Life is changing for a while and whether you are staying at home or social distancing, you are likely to see some disruption to your normal routine. Think about how you can adapt and creative positive new routines and set yourself goals.
HOME / WORKSPACE
Keep to a normal routine as much as possible. Try to get up and get ready in the same way as normal, keep to the same hours you would normally work and stick to the same schedule. You could even go for a 30 minute walk as part of your new 'commute to work' returning home to start your working day.
Pick a regular time to work, clean, read, watch a TV programme or film, play with the kids or cook.
Set your workspace in a quiet, brightly lit room - move furniture around if needed and remember that this is your new normal for the immediate future.
Improve the air quality of your home: - Regularly vacuum carpets, rugs, and clean the counter tops. - Buy a goof quality air dehumidifier for damp areas to keep mould and allergens away. - Keep greenery in view, but outside if you suffer from allergies. - Buy a good air purifier. - Let fresh air in regularly by opening windows.

CHALLENGE A => Repeat the passage on adapting home and work routines word for word, from start to finish.

LISTED RECORDS =>
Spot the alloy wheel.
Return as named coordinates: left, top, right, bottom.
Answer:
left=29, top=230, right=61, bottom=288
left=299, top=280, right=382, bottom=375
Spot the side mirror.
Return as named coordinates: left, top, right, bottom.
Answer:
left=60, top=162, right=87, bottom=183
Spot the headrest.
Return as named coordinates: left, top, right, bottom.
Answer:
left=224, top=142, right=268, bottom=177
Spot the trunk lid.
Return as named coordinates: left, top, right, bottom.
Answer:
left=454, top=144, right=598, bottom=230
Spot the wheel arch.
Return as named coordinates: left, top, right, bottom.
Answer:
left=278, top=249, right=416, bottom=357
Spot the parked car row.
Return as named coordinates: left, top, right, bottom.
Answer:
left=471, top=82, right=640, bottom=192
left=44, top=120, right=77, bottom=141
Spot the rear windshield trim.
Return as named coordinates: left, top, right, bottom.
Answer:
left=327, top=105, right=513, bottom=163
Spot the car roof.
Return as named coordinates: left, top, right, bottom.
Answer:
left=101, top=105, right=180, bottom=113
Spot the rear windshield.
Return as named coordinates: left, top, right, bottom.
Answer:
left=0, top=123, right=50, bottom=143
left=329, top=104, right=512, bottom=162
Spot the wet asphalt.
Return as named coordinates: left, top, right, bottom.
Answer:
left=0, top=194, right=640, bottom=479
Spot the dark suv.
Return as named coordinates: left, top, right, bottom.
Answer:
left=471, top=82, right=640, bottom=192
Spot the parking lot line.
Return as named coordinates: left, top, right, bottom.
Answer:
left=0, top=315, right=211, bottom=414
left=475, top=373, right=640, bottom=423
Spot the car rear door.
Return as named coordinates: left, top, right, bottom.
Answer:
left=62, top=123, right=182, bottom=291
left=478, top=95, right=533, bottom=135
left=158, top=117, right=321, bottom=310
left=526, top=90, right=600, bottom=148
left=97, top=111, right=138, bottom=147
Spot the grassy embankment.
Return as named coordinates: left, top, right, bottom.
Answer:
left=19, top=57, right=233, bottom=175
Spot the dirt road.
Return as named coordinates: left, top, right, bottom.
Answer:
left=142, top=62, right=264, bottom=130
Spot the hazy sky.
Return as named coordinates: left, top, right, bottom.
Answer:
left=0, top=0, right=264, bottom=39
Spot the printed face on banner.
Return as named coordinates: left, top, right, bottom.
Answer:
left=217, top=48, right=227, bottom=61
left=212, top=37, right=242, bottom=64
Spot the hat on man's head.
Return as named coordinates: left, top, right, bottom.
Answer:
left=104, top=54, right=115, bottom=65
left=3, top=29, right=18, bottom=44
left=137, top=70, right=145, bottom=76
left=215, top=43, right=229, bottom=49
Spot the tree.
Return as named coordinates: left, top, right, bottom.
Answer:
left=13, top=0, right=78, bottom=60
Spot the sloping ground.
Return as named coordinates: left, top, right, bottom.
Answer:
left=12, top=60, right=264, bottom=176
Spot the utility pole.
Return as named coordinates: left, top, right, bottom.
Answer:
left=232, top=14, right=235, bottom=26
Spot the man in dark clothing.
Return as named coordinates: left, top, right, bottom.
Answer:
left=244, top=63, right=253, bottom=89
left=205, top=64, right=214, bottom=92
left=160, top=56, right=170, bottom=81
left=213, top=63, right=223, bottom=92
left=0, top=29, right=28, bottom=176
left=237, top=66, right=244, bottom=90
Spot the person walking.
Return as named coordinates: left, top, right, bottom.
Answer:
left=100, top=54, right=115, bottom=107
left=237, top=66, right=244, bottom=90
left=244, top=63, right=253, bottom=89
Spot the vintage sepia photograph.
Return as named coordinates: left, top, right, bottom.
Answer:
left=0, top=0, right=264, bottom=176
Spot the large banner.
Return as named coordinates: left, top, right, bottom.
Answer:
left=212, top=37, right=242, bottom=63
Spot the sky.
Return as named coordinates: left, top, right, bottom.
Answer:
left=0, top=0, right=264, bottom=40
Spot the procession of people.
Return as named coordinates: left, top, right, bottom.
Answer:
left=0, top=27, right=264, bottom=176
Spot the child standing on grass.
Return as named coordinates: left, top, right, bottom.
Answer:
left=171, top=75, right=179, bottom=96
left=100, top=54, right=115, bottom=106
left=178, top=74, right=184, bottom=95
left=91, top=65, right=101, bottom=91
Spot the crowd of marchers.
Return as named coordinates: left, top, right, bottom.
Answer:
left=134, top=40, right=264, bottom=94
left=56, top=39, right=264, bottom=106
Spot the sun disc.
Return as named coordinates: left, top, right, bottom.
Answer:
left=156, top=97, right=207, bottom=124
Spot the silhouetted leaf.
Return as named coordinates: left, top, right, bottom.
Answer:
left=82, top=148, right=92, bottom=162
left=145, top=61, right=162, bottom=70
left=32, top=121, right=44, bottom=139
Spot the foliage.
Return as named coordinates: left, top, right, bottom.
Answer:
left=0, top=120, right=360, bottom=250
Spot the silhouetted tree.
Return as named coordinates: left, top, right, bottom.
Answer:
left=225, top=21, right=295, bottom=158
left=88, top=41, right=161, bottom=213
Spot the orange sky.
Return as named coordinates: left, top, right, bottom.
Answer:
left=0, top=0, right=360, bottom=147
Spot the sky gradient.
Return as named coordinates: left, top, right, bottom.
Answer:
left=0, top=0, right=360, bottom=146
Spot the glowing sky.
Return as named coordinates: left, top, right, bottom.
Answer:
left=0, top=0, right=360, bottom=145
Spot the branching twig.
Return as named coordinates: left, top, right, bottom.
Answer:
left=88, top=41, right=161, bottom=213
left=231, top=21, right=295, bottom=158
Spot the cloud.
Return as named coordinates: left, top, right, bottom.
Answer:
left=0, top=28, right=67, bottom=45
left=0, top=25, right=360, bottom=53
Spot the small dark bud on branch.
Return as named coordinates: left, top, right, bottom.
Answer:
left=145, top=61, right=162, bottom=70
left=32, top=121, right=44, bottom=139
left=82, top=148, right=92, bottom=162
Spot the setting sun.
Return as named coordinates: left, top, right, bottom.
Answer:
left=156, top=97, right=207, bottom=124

CHALLENGE B => Rewrite the rows starting at the line containing "Spot the car roof." and ending at the line containing "left=0, top=194, right=640, bottom=479" as a JSON list of strings, one string per line, with blank lines left out.

TASK SOLUTION A =>
Life is changing for a while and whether you are staying at home or social distancing, you are likely to see some disruption to your normal routine. Think about how you can adapt and creative positive new routines and set yourself goals.
HOME / WORKSPACE
Keep to a normal routine as much as possible. Try to get up and get ready in the same way as normal, keep to the same hours you would normally work and stick to the same schedule. You could even go for a 30 minute walk as part of your new 'commute to work' returning home to start your working day.
Pick a regular time to work, clean, read, watch a TV programme or film, play with the kids or cook.
Set your workspace in a quiet, brightly lit room - move furniture around if needed and remember that this is your new normal for the immediate future.
Improve the air quality of your home: - Regularly vacuum carpets, rugs, and clean the counter tops. - Buy a goof quality air dehumidifier for damp areas to keep mould and allergens away. - Keep greenery in view, but outside if you suffer from allergies. - Buy a good air purifier. - Let fresh air in regularly by opening windows.

TASK SOLUTION B =>
[
  "Spot the car roof.",
  "Return as named coordinates: left, top, right, bottom.",
  "Answer:",
  "left=101, top=105, right=180, bottom=113",
  "Spot the rear windshield.",
  "Return as named coordinates: left, top, right, bottom.",
  "Answer:",
  "left=0, top=123, right=50, bottom=143",
  "left=329, top=104, right=512, bottom=162",
  "Spot the wet asphalt.",
  "Return as named coordinates: left, top, right, bottom.",
  "Answer:",
  "left=0, top=194, right=640, bottom=479"
]